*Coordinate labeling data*

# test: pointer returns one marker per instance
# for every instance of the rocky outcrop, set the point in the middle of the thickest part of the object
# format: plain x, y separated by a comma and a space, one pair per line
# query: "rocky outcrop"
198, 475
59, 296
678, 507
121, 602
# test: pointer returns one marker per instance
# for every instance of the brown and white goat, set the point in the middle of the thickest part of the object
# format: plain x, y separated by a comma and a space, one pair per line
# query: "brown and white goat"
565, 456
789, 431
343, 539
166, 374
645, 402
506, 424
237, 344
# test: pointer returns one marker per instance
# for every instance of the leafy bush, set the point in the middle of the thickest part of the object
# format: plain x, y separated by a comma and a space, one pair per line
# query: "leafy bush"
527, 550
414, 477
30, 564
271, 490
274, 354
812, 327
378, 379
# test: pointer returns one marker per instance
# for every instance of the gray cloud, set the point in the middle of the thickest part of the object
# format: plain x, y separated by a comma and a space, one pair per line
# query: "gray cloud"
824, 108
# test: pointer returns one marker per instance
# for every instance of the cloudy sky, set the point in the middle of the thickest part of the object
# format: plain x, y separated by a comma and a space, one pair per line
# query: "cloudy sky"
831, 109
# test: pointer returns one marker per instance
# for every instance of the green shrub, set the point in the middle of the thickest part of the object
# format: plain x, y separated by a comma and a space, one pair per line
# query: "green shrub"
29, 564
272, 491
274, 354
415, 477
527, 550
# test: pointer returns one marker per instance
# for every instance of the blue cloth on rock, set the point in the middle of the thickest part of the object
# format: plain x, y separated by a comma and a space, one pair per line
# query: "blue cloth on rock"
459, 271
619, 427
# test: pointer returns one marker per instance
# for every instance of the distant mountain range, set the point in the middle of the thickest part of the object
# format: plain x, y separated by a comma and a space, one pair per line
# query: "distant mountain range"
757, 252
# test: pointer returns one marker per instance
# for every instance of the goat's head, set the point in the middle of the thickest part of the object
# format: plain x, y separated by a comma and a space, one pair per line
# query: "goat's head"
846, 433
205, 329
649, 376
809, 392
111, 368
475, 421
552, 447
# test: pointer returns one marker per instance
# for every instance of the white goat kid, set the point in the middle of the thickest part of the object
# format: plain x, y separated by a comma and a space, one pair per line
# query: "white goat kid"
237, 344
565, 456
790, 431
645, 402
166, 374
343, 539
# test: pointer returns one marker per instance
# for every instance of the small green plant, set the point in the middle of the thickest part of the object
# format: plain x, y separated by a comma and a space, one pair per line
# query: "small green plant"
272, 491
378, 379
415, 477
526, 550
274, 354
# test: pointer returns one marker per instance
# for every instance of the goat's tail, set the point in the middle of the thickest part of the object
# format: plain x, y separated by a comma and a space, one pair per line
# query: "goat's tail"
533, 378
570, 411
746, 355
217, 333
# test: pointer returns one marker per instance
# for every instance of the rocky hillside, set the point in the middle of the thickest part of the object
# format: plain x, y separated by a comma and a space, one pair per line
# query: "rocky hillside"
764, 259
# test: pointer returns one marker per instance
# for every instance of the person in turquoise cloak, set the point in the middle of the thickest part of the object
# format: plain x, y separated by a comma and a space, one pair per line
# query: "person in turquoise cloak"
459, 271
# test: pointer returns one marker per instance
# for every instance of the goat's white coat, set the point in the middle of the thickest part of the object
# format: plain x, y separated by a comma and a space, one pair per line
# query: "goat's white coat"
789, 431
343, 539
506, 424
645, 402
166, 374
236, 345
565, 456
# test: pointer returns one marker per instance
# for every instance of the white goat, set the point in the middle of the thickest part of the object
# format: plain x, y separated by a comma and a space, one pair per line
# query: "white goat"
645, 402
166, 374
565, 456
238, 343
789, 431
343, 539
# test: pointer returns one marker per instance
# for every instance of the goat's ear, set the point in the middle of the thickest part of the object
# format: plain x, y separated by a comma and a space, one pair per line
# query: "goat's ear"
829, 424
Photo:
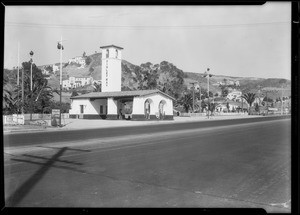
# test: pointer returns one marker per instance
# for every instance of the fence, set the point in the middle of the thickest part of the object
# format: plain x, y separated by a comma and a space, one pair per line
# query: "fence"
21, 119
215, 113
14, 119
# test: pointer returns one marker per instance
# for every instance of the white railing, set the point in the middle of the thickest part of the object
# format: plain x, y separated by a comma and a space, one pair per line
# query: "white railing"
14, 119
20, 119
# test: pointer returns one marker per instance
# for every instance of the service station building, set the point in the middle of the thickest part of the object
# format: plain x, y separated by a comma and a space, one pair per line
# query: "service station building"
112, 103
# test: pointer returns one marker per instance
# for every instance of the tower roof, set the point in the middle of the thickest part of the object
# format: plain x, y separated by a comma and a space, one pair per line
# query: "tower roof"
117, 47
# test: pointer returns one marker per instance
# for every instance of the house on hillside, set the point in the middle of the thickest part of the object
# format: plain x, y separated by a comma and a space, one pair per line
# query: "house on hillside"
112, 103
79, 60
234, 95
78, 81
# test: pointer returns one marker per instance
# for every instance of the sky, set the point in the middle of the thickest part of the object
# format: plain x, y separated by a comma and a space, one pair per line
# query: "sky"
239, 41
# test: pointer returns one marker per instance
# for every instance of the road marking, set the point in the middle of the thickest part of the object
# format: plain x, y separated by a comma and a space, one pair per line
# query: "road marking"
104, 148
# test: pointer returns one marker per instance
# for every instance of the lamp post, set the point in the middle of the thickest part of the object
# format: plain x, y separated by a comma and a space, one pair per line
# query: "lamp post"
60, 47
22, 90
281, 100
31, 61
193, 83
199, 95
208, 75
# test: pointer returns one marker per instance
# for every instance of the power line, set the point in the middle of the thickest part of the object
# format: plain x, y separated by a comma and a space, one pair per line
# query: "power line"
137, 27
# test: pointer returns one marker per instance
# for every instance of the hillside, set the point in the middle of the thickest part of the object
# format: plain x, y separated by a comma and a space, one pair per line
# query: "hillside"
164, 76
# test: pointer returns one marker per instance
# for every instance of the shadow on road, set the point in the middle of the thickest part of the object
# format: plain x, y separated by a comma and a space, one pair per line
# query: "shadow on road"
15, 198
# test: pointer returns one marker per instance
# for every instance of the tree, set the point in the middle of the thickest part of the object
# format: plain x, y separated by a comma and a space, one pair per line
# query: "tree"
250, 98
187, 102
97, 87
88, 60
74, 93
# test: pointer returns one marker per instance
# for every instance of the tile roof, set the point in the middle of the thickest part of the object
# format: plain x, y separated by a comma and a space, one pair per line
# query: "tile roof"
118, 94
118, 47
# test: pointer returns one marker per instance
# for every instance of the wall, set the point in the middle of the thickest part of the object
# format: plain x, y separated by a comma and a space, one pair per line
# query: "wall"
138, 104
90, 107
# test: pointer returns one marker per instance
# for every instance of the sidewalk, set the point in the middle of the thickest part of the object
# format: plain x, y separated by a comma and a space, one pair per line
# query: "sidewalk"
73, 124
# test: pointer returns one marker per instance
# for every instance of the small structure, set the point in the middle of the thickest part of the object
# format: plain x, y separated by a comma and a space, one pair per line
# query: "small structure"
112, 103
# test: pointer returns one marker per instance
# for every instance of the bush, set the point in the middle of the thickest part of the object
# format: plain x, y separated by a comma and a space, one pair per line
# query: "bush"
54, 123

==

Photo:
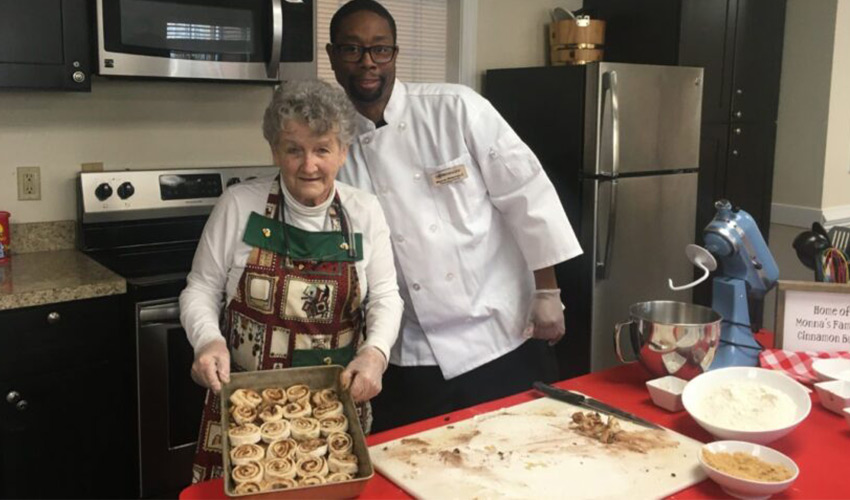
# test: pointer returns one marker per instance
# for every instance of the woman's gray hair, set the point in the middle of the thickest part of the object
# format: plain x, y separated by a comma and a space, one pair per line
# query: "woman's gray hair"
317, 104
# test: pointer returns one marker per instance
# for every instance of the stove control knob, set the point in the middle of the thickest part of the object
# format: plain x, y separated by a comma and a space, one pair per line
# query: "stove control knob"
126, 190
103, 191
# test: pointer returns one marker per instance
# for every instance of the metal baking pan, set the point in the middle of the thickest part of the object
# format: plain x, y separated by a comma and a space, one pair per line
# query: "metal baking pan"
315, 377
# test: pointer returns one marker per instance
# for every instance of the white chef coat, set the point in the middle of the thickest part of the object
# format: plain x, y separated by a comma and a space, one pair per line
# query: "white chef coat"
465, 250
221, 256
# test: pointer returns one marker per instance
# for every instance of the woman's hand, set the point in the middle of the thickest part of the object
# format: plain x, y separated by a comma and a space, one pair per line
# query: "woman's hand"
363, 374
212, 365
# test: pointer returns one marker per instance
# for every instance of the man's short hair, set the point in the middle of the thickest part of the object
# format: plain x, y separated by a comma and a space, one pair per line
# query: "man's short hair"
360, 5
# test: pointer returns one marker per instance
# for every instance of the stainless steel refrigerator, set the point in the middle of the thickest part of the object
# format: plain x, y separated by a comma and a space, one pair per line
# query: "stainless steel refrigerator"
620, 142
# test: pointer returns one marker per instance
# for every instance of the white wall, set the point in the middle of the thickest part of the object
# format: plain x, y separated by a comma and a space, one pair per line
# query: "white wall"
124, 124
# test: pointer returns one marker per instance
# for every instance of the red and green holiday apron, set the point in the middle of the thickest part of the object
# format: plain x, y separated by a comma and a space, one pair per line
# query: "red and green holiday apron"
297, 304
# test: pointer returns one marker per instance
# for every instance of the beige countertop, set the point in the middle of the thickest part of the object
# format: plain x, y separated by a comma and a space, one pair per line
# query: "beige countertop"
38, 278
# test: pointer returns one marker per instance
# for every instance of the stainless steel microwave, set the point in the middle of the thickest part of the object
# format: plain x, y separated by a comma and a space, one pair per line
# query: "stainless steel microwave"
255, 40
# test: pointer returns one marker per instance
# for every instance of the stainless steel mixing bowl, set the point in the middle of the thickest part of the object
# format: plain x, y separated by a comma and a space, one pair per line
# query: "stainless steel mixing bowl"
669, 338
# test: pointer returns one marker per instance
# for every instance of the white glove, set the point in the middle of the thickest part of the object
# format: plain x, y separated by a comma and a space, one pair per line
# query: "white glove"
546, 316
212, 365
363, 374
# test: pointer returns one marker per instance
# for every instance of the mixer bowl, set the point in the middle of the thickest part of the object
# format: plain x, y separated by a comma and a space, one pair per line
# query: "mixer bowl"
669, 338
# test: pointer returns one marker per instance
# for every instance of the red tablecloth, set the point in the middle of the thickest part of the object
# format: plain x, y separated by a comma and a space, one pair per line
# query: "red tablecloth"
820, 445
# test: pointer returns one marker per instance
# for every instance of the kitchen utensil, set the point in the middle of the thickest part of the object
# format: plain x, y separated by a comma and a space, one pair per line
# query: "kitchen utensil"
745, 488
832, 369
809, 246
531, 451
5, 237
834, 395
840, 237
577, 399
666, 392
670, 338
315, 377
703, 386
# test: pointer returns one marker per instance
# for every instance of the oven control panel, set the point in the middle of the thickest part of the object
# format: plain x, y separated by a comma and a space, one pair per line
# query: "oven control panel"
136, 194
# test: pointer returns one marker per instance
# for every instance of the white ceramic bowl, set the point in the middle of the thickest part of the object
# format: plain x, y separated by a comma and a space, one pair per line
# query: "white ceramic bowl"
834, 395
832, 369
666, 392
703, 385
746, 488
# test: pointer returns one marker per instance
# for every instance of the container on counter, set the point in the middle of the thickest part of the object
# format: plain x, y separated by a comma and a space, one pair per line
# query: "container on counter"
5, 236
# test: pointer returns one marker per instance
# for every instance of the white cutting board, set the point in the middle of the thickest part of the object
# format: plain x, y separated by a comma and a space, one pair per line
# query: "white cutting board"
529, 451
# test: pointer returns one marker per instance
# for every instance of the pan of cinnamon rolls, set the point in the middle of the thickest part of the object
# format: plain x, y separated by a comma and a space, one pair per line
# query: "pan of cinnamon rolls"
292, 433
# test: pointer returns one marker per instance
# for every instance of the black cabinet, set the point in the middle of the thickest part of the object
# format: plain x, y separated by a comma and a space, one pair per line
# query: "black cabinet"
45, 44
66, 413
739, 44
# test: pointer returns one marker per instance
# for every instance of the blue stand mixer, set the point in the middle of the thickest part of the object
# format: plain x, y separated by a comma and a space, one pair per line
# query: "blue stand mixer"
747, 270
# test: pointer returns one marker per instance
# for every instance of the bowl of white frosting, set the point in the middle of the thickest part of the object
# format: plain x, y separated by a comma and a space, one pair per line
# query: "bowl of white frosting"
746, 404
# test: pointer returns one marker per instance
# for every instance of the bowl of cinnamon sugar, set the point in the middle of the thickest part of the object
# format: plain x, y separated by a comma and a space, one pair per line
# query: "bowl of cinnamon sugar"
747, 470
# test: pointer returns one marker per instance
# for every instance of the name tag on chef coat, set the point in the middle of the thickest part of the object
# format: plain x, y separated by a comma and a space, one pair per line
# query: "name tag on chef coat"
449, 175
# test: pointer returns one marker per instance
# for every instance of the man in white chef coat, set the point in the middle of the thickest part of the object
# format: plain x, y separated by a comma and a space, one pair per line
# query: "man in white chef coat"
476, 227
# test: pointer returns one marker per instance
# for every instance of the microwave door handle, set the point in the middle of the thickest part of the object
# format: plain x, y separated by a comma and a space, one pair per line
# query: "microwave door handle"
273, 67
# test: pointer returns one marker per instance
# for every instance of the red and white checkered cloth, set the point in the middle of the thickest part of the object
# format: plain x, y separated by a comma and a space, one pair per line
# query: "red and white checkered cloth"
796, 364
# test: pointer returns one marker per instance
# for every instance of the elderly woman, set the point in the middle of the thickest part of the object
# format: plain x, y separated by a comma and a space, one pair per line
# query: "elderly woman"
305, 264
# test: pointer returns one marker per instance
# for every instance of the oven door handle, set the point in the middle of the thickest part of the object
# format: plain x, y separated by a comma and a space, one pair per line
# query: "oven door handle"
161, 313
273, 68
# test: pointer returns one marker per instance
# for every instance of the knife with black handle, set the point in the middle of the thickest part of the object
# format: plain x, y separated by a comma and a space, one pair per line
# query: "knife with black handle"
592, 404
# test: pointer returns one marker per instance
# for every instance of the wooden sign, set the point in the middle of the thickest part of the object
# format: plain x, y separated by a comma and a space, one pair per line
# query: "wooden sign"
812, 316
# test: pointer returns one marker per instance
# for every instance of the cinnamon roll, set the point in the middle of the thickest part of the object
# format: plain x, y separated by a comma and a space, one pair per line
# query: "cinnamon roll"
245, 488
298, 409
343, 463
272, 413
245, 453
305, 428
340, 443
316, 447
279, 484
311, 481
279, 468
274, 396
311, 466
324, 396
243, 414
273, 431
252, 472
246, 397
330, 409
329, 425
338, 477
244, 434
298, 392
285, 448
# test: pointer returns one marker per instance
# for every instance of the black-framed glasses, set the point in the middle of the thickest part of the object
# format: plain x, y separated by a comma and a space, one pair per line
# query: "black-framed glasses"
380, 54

*WHAT IS EXPECTED*
Gather every line above that contains the word "small" and copy each one out.

*REPLY*
# for every instance of the small green plant, set the point in the middle of the thickest part of the object
# query: "small green plant"
# for every instance of the small structure, set the point in the middle of the thickest part of the object
# query: "small structure"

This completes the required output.